#### GIVEN ENTRIES
'''

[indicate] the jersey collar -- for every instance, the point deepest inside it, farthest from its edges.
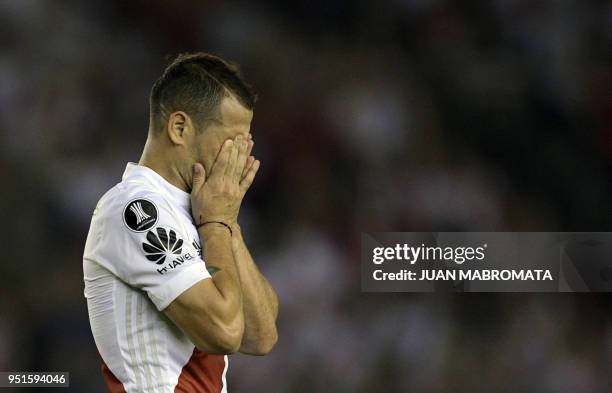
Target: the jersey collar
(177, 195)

'''
'''

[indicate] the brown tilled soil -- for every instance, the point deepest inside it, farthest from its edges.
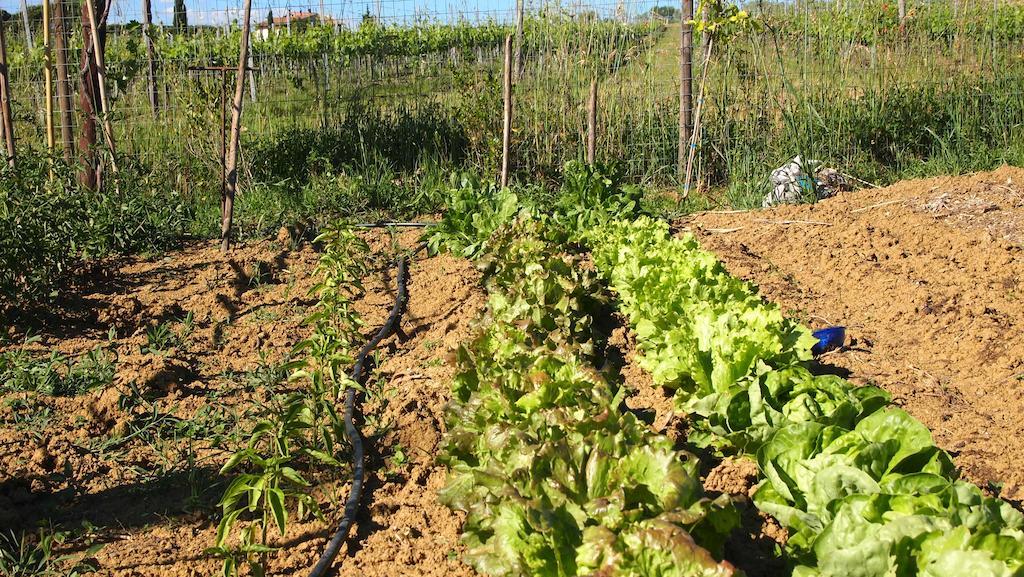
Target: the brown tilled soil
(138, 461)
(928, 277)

'''

#### SHORT PROBLEM
How many lines of the items above contain the word "every"? Reply with the number alone.

#### SOLUTION FOR THIS TASK
2